> [OBIETTIVO ESERCIZIO] Riscrivi in modo più conciso il paragrafo del testo sui guasti dell'auto che comincia con «Nei giorni successivi», mantenendone i fatti principali.

> [DOCUMENTO]
****

Nei giorni successivi si presenta un nuovo problema: una segnalazione sul cruscotto mi dice che il liquido refrigeratore scarseggia. In parole povere, c’è una perdita d’acqua. Di tanto in tanto sono costretto a condividere la mia bottiglietta da mezzo litro d’acqua, che abitualmente trangugio prima di cena, con la mia compagna di lavoro. Avverto telefonicamente il signor M. di aggiungere alla lista anche quel problema. Ecco, penso, coi tempi che corrono avevo proprio bisogno di arrotondare il conto del tagliando…
Il brutto rumore, invece, si ripresenta solo raramente, ma sembra diventare costante, anche in pianura, proprio sul finire del turno di lavoro del giovedì sera, la vigilia dell’appuntamento. Dà l’impressione di guidare una carretta che perde i pezzi, e non è una bella impressione, quando hai dei clienti a bordo. Alzare il volume della radio aiuta un po’, soprattutto quando i passeggeri sono un po’ storditi da cene ad alto gradiente etilico, ma a volte non basta, e sopravviene un forte disagio: dai Cavallona cerca di arrivare presto a destinazione, se proprio non riesci a evitare ‘sto rumore di ferraglia.

****

Dati memorizzati:
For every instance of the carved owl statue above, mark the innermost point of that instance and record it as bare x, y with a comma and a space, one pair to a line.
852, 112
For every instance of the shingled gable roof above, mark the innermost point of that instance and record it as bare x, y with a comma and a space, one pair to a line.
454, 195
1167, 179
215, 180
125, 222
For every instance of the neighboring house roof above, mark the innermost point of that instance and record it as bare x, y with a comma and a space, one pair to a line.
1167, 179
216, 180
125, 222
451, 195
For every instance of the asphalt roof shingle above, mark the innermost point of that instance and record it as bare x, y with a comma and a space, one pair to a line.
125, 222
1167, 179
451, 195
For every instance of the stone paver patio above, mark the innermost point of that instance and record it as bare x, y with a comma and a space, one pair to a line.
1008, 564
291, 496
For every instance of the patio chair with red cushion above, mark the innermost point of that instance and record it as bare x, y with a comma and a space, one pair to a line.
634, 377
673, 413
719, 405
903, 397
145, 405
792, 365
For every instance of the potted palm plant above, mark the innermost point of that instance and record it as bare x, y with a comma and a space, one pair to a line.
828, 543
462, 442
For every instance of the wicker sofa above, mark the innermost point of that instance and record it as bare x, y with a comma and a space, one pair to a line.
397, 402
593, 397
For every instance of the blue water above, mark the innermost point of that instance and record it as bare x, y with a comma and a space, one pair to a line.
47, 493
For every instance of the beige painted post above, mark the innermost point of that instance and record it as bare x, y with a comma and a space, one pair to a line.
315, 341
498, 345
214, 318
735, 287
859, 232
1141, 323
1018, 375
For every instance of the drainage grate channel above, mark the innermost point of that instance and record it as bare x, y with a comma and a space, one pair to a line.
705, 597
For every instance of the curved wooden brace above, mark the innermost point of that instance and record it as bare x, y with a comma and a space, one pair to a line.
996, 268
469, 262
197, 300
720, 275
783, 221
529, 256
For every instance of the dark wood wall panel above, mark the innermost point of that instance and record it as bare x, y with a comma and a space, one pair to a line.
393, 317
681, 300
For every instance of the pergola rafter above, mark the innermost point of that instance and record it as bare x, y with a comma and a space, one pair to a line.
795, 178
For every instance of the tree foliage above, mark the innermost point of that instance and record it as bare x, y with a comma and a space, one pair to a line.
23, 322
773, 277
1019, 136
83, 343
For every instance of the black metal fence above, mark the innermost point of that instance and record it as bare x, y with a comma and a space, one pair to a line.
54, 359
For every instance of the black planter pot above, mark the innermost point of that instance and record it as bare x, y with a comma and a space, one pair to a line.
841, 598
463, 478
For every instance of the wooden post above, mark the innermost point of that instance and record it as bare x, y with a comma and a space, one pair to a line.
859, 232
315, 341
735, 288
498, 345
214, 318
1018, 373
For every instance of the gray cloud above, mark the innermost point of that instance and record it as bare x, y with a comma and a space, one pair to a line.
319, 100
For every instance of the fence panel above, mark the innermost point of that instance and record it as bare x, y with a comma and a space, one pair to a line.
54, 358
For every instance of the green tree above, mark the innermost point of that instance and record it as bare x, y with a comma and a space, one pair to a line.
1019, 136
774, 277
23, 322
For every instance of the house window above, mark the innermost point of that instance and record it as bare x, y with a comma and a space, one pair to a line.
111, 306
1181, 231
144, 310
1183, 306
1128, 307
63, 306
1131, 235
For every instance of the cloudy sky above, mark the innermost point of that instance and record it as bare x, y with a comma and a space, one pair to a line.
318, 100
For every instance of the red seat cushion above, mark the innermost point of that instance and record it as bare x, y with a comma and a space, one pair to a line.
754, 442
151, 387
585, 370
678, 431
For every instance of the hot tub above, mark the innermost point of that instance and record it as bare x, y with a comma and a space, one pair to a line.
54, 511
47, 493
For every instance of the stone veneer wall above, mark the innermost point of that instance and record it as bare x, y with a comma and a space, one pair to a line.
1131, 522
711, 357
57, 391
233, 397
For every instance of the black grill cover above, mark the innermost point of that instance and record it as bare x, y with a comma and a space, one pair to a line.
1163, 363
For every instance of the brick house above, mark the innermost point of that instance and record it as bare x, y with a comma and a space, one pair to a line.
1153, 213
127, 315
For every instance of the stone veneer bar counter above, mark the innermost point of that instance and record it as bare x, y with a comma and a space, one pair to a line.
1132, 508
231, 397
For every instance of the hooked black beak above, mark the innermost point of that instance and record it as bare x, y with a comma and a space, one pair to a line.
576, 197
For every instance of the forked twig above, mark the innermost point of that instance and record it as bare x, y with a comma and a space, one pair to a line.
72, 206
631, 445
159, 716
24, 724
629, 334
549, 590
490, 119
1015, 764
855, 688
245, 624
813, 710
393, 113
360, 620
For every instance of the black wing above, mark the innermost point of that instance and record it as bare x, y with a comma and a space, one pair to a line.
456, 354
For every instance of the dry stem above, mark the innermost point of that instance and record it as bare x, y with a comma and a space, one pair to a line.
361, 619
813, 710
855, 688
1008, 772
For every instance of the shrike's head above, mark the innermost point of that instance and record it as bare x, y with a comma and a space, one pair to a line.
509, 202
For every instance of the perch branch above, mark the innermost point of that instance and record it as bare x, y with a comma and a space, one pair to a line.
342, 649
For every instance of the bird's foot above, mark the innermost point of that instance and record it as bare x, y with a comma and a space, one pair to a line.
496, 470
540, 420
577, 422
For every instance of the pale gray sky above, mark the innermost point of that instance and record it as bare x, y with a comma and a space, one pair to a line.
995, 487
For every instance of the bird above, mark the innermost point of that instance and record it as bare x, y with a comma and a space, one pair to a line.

****

> [RISPOSTA ESERCIZIO] Nei giorni seguenti una spia sul cruscotto indica che il liquido refrigeratore scarseggia, cioè c'è una perdita d'acqua. Chi racconta deve ogni tanto dividere con la compagna di lavoro la bottiglietta d'acqua da mezzo litro che di solito beve prima di cena. Avvisa per telefono il signor M. di aggiungere anche questo problema alla lista. Pensa che, coi tempi che corrono, aveva proprio bisogno di arrotondare il conto del tagliando.